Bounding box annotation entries
□ □ □ □ □ □ □
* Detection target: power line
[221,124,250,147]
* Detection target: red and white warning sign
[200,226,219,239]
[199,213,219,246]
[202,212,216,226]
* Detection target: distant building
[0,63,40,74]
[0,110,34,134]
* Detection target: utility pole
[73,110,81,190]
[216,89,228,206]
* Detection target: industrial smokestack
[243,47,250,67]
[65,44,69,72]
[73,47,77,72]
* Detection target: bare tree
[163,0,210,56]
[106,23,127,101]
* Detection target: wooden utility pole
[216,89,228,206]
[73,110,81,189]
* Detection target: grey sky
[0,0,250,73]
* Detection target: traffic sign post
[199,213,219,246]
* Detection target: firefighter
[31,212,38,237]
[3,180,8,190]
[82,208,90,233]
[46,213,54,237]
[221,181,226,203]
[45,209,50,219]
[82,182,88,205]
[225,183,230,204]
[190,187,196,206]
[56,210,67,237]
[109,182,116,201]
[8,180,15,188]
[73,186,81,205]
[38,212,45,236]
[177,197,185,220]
□ □ □ □ □ □ □
-- Problem description --
Copy all the records above, swapping each "Detection target" for "Object to locate" and leaving everything else unchanged.

-- Complete response --
* Object to locate: power line
[221,124,250,147]
* Object to locate: red and white warning sign
[200,226,219,239]
[199,213,219,246]
[202,212,216,226]
* Object to locate: distant building
[0,63,40,74]
[0,110,34,134]
* Object to locate: utility pole
[73,110,81,190]
[216,89,228,206]
* Object to locate: industrial smokestack
[243,47,250,67]
[65,44,69,72]
[73,47,77,72]
* Object to locate: bare tree
[163,0,210,56]
[106,23,127,101]
* Object to locate: wooden utility pole
[216,89,228,206]
[73,110,81,189]
* Object to locate: grey sky
[0,0,250,73]
* Object to locate: traffic sign post
[199,213,219,246]
* Object to locate: firefighter
[31,212,38,237]
[3,180,8,190]
[82,208,90,233]
[46,213,54,237]
[221,181,226,203]
[45,209,50,219]
[82,182,88,205]
[225,183,230,204]
[190,187,196,206]
[56,210,67,237]
[109,182,116,201]
[8,180,15,188]
[73,186,81,205]
[38,212,45,236]
[177,197,185,220]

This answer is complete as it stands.